TASK INSTRUCTIONS:
Transcribe every entry word for word.

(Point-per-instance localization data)
◇ ◇ ◇ ◇ ◇
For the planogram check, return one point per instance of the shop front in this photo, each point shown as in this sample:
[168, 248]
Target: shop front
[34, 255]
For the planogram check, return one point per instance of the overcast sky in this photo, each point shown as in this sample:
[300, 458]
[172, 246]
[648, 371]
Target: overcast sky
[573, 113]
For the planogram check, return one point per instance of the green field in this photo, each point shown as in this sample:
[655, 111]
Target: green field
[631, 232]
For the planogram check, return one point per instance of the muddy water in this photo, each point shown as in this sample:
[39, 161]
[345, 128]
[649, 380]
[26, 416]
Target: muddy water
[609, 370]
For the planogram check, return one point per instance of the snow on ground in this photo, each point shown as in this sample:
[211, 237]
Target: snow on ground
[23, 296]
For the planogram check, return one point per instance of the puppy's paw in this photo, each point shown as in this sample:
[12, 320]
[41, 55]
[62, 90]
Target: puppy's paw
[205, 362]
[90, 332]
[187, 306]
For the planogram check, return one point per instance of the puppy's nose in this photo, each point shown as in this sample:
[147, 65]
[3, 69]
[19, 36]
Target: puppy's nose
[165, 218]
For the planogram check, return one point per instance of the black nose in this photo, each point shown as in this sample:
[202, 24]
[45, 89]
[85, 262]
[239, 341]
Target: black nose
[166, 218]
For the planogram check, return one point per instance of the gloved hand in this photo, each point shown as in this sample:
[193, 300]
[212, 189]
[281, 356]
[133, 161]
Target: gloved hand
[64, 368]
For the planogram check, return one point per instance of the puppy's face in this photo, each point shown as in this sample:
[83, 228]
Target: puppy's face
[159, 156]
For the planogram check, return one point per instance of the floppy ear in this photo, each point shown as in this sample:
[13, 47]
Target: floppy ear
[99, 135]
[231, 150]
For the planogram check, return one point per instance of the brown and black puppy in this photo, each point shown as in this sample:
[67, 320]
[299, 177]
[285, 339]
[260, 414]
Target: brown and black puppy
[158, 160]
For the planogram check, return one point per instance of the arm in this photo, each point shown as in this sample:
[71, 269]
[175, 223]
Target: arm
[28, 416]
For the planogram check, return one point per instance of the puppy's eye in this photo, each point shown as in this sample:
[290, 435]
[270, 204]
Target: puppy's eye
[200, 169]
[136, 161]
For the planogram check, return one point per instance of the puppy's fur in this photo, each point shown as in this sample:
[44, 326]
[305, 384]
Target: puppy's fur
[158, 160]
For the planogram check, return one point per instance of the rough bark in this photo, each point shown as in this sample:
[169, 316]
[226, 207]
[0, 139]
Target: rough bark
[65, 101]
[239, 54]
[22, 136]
◇ ◇ ◇ ◇ ◇
ANSWER TO THE PROBLEM:
For the planogram check, return one point per instance of the shop front in this photo, each point shown as in this sample:
[168, 248]
Target: shop front
[34, 255]
For the planogram check, return one point per instance of the overcast sky in this photo, each point shown as in this sample:
[300, 458]
[172, 246]
[648, 371]
Target: overcast sky
[573, 113]
For the planogram check, return one point per instance of the green field in this photo, each point shown as in this sample:
[655, 111]
Target: green field
[631, 232]
For the planogram check, return one point per instance of the muddy water in this photo, each point shown as in this sample:
[39, 161]
[345, 128]
[649, 380]
[26, 416]
Target: muddy water
[609, 370]
For the planogram check, return one point per instance of the snow on ground in this photo, each point shown as in this sample:
[211, 237]
Target: snow on ground
[23, 296]
For the planogram check, return one point per instance of the puppy's paw in this photo, each point shown as in this sample:
[12, 320]
[41, 55]
[62, 90]
Target: puppy's paw
[205, 362]
[90, 332]
[187, 306]
For the planogram check, return one point per instance of the puppy's nose in this photo, each point shown as in this sample:
[147, 65]
[3, 69]
[19, 36]
Target: puppy's nose
[165, 218]
For the planogram check, return one point per instance of the black nose in this photo, each point shown as in this sample:
[202, 24]
[45, 89]
[85, 262]
[239, 341]
Target: black nose
[166, 218]
For the planogram check, return one point per instance of the gloved hand in this photo, each point shown as in this sample:
[193, 300]
[212, 189]
[281, 356]
[133, 161]
Target: gloved hand
[64, 368]
For the planogram check, return one point per instance of the puppy's face in this photo, each point shown as in this sample:
[83, 228]
Target: puppy's face
[159, 156]
For the planogram check, return one point per instance of the floppy ear in this photo, each point shown as in this sample:
[13, 47]
Target: floppy ear
[99, 135]
[231, 150]
For the planogram check, return one point per instance of the brown and black puppy in this photo, each point shown as in this sample:
[67, 320]
[299, 177]
[285, 339]
[260, 414]
Target: brown and black puppy
[158, 160]
For the planogram check, return one point per instance of the arm in this photo, each point shown as in this sample:
[71, 269]
[175, 223]
Target: arm
[28, 416]
For the planogram check, return one point per instance of the puppy's eye in this photo, each point shown as in this sample:
[290, 435]
[270, 204]
Target: puppy's eye
[200, 169]
[136, 161]
For the planogram check, return one point per instance of the puppy's fur in this photo, each point shown as in this sample:
[44, 326]
[305, 384]
Target: puppy's fur
[158, 160]
For the planogram check, return one point per instance of the rough bark in this photo, each point shown as in this sample:
[169, 316]
[226, 207]
[0, 139]
Target: rough bark
[65, 101]
[239, 54]
[22, 136]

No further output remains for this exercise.